Entries from a point annotation set:

┄┄┄┄┄┄┄┄┄┄

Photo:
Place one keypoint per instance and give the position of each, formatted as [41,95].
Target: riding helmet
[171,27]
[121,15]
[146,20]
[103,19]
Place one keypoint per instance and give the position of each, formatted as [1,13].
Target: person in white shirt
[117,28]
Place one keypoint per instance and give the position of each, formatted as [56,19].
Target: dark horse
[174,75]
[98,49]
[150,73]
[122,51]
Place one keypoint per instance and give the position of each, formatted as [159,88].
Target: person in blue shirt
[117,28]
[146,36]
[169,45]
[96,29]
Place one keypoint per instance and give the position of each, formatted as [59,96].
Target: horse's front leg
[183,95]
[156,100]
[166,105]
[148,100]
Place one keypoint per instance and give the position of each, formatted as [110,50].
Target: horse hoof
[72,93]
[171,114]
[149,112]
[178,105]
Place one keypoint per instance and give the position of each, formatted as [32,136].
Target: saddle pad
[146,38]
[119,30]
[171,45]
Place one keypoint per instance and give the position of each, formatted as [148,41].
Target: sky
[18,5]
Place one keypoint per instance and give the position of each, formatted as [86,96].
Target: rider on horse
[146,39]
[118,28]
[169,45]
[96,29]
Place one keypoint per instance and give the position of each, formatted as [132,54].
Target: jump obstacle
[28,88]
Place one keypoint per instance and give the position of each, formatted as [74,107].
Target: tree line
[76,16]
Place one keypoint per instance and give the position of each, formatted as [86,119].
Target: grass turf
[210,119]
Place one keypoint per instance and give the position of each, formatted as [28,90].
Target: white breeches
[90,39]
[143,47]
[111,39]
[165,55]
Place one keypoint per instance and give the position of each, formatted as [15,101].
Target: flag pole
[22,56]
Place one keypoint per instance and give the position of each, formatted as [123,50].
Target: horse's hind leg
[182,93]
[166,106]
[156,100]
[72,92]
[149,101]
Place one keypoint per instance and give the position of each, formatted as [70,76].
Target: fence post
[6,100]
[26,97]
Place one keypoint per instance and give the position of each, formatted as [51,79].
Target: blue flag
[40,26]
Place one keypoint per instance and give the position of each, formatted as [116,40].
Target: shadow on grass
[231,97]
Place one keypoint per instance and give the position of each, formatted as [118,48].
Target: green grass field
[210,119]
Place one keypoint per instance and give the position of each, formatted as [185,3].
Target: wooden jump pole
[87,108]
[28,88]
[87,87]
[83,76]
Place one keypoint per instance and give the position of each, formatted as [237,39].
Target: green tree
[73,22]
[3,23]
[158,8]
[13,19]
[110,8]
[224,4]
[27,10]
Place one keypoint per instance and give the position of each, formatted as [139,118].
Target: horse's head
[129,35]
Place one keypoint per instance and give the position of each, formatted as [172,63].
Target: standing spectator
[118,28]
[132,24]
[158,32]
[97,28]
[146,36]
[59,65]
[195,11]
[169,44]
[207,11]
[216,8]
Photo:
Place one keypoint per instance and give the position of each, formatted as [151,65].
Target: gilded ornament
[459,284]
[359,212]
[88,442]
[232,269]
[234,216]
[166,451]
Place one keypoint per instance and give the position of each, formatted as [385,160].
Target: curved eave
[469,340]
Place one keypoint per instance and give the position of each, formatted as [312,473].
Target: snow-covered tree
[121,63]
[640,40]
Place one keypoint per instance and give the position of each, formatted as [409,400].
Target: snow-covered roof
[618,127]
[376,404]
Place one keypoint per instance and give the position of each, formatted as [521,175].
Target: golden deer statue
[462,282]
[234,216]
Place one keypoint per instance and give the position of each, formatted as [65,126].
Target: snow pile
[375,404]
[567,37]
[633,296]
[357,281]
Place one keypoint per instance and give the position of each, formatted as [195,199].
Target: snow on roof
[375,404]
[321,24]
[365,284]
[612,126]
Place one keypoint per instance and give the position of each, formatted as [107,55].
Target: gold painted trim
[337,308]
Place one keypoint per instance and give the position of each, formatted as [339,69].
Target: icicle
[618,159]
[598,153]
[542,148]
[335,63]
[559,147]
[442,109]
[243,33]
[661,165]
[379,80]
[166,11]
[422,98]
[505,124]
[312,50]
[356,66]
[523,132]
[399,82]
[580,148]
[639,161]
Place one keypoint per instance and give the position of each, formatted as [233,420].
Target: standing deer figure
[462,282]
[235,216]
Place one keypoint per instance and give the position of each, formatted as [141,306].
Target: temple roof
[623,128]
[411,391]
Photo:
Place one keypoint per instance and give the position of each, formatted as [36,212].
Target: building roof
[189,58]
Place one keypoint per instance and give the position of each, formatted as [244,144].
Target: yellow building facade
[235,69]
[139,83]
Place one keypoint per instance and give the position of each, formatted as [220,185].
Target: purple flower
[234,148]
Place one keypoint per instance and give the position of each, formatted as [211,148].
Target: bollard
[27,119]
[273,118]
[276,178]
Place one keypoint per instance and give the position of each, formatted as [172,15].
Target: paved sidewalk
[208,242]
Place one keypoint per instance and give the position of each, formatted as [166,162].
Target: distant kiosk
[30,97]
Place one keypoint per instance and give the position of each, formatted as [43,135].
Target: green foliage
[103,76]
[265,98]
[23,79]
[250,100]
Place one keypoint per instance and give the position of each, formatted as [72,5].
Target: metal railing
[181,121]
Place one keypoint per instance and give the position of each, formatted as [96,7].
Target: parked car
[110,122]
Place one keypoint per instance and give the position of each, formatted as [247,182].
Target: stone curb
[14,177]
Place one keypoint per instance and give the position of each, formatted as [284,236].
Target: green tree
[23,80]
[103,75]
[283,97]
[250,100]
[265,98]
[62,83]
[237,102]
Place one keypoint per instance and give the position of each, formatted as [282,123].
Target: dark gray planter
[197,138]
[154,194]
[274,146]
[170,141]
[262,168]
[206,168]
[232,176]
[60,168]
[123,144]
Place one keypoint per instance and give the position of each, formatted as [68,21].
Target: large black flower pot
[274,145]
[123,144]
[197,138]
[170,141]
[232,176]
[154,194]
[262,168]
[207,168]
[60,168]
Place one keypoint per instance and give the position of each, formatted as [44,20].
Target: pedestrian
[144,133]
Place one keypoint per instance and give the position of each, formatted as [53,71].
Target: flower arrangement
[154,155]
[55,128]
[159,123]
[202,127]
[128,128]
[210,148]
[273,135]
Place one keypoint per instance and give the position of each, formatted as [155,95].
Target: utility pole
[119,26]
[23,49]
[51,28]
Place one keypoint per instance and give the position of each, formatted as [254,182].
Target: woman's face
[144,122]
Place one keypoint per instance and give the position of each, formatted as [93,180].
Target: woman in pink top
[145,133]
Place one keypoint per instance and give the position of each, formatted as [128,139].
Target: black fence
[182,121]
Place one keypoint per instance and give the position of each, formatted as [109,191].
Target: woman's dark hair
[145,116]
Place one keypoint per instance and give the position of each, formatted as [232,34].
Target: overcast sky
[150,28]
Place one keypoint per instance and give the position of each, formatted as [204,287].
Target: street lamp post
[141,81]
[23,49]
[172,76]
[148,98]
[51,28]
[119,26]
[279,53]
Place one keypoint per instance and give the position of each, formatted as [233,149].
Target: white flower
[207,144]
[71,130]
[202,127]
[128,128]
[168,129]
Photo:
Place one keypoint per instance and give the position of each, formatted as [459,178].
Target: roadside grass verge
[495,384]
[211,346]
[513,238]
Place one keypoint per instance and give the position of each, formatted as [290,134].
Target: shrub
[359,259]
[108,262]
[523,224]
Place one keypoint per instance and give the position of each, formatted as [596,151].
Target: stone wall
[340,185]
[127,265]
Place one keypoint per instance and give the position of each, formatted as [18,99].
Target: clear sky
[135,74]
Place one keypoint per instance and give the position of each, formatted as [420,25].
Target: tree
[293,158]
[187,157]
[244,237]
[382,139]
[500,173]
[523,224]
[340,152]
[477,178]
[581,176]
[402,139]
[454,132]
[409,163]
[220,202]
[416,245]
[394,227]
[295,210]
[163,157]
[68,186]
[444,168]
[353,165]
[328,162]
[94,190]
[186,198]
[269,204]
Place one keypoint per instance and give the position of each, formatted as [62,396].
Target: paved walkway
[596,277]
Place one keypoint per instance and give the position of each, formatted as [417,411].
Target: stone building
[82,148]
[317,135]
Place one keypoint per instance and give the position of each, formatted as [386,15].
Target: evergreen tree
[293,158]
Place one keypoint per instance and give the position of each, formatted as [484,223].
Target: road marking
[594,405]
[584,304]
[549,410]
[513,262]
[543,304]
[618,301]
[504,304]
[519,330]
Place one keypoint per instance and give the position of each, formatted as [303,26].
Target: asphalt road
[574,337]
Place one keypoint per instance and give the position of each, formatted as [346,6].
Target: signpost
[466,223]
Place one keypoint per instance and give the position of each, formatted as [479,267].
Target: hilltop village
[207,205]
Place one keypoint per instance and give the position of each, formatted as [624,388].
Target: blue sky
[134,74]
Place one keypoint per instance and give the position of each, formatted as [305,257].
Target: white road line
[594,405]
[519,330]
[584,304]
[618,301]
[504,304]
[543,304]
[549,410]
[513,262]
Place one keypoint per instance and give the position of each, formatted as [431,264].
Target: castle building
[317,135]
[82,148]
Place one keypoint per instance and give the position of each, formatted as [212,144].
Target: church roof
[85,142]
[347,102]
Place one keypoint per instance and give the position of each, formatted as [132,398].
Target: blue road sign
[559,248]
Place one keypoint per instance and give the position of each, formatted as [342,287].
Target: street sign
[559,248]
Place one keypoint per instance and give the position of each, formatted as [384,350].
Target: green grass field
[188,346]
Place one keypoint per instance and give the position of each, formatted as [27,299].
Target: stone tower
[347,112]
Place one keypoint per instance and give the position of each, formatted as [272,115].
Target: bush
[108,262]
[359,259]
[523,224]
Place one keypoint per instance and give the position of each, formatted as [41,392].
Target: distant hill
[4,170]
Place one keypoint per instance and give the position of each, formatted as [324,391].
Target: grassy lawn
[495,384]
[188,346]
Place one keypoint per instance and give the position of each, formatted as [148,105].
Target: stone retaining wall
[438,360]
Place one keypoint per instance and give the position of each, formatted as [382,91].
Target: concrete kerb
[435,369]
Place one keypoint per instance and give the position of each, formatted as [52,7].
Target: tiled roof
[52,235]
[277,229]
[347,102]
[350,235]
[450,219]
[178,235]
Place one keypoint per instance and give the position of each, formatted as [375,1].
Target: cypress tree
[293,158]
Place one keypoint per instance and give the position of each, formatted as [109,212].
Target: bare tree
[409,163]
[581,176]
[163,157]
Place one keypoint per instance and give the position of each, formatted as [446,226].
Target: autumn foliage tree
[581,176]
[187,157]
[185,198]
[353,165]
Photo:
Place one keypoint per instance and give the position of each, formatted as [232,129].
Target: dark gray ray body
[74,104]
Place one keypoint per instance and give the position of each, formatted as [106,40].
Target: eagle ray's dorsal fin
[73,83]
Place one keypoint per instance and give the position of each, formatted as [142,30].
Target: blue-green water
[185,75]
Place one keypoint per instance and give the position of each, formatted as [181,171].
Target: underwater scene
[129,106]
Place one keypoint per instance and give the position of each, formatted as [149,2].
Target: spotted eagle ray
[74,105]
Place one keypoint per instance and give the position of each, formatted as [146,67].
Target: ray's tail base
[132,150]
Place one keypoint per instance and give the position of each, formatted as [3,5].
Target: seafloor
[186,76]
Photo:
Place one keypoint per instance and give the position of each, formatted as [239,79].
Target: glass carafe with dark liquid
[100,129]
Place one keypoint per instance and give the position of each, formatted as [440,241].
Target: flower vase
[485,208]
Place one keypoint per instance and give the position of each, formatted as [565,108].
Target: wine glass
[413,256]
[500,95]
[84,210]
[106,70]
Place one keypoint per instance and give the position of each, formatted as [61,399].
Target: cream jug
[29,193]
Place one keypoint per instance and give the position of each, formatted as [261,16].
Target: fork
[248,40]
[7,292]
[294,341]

┄┄┄┄┄┄┄┄┄┄

Beginning at the line where "formatted as [440,241]." appears, extract each line through the end of the data above; keep them exact and include nothing else.

» **Solved problem**:
Place one keypoint per instance and give the position of each, formatted as [440,241].
Target: flower vase
[485,208]
Place one keypoint per instance and give the position of each, formatted as [565,108].
Target: wine glass
[413,256]
[500,95]
[84,210]
[106,70]
Place one keypoint per instance and give the position of each, formatted as [61,399].
Target: cream jug
[29,193]
Place one keypoint per instance and give the position of each, formatted as [261,16].
Target: fork
[248,40]
[7,292]
[294,341]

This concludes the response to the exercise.